◆ YOUR GOAL: Can you reproduce, character for character, the lines in the items below, from the line with "Kindly provide the mask of every instance of the bus rear" through the line with "M 91 154 L 94", both of those lines included?

###

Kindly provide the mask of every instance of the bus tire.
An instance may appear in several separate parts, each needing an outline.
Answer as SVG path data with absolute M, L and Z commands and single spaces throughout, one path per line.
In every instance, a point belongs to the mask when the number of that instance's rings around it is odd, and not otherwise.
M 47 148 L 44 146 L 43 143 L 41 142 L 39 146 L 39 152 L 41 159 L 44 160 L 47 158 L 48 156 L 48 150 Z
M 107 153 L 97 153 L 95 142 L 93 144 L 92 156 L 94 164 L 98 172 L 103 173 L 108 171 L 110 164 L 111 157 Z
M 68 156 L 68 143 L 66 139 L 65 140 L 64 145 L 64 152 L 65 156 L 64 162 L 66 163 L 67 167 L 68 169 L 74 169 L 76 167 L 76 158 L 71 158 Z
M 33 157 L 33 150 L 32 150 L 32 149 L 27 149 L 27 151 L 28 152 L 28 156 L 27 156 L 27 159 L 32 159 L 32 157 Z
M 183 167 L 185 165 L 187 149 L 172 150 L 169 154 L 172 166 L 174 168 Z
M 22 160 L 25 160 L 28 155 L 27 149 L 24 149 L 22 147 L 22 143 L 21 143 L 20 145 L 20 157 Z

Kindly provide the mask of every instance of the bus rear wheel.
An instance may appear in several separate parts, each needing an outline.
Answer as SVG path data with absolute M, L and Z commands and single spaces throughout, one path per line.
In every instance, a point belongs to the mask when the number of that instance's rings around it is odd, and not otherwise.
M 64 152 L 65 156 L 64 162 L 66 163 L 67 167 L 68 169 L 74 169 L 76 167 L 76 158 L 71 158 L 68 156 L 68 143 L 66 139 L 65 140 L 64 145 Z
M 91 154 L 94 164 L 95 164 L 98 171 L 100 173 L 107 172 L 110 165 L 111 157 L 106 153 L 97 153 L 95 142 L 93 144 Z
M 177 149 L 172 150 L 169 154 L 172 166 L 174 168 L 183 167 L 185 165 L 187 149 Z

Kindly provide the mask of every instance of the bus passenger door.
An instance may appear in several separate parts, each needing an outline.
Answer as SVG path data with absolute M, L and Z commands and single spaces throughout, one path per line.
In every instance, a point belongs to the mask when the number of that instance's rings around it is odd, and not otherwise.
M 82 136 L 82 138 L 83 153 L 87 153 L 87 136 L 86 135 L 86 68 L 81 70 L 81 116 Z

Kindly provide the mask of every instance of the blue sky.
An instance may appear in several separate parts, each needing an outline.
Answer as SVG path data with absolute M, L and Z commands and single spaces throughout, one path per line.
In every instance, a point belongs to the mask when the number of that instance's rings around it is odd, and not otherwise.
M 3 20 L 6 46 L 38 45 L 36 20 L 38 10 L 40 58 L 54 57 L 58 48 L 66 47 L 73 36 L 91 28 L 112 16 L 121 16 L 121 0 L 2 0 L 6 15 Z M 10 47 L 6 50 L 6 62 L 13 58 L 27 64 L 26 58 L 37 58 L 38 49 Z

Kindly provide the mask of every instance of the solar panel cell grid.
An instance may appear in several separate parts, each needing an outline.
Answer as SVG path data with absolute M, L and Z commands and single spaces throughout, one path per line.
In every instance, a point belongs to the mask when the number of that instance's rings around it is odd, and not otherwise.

###

◆ RESPONSE TO THIS TASK:
Kindly provide the mask of every instance of the bus rear wheel.
An instance may appear in several separate parts, each needing an outline.
Answer as SVG path data with absolute M, L and Z commands and single spaces throughout, one path per line.
In every instance, a point belongs to the mask when the number of that instance's rings around it is odd, and not otherwise.
M 64 152 L 65 156 L 64 162 L 66 163 L 67 167 L 68 169 L 74 169 L 76 167 L 76 158 L 71 158 L 68 156 L 68 143 L 66 139 L 65 140 L 64 145 Z
M 91 154 L 94 164 L 95 164 L 98 171 L 100 173 L 107 172 L 110 165 L 111 157 L 106 153 L 97 153 L 95 142 L 93 144 Z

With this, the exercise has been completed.